# Selected text
▼

Presenting the paper, ERB Senior Research Fellow and Principal Consultant, Dr Deogratias Mushi said that the study doesn’t recommend wage boards be asked to re-determine and reset minimum wages since over 50 per cent of employers have already implemented the order. By the same token, it does not recommend that the order be reinforced because there are obvious observations and indications that some employers cannot afford the new scales.
The report, he said, is set in such a way that the recommendations will not generate further distortions and complains and that if offered the best compromise between the various stakeholders within the minimum wage bracket. “The new wage rates were not set on the basis of any objective criteria … they were based on observations from meetings in which many of the sampled employers were represented,” he said.
He said that the variation of minimum wage by sector is significantly high with a standard deviation of 105,486/-, which is more than the minimum wages set for some of the sectors. In its findings, the team also said that the sub-categories of the minimum wage sectors were too vaguely defined and difficult to establish the implied boundaries.

▲

# Dataset section
▼

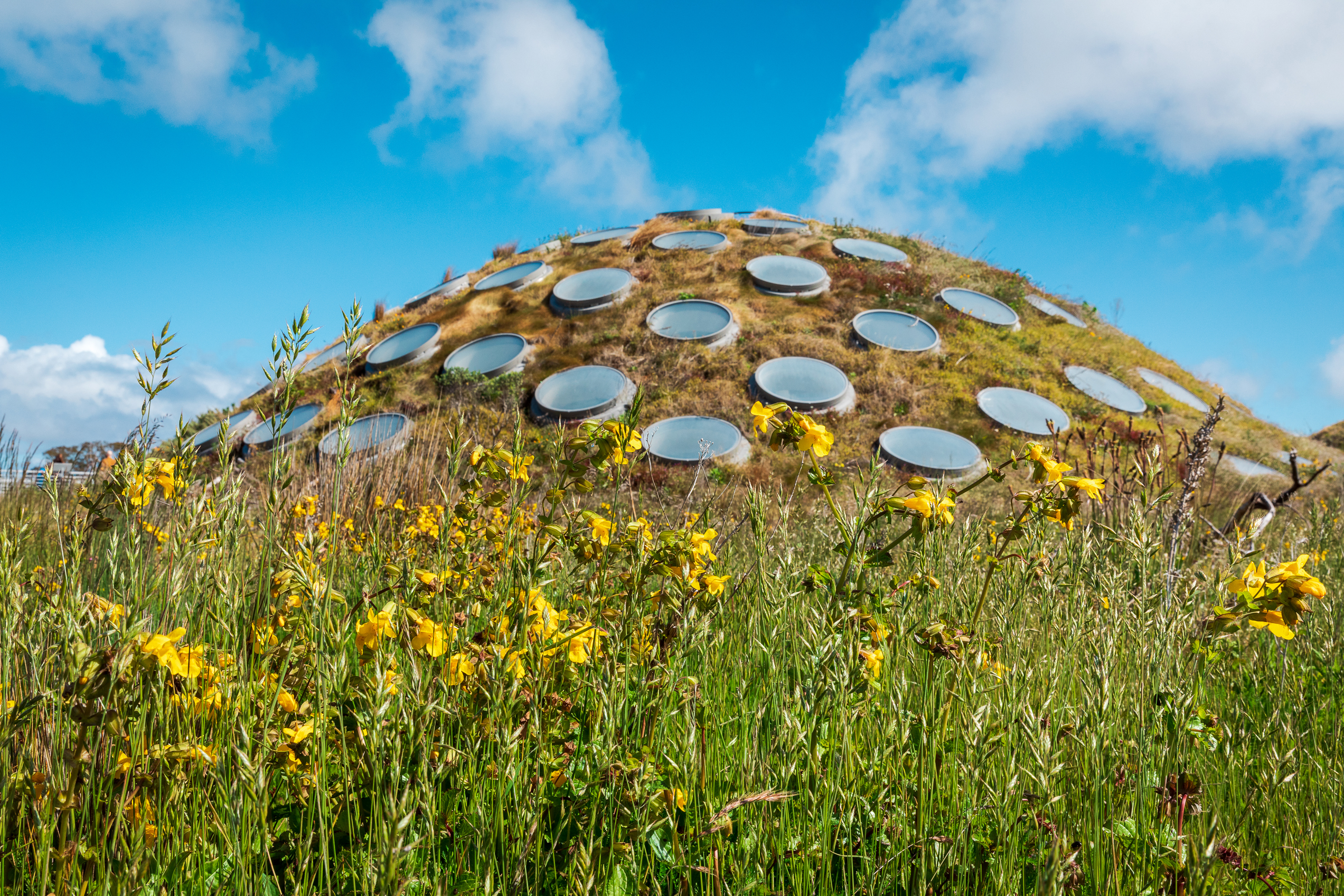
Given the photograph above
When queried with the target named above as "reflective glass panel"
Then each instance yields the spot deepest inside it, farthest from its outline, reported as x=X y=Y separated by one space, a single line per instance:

▲

# Work instructions
Carry on the passage above about the minimum wage study, beginning after its last sentence.

# Answer to this problem
The team therefore recommended that there should be clear definitions and boundaries of sector and sub-sector employers and that all should be enlisted by their categories accordingly, before announcing a new minimum wage order. The 2007 wage order has multiple wage rates for eight sectors that include health services, agricultural services, commercial, industrial and trade services, transport and communication, mining, marine and fishing, domestic services including hotels and private security.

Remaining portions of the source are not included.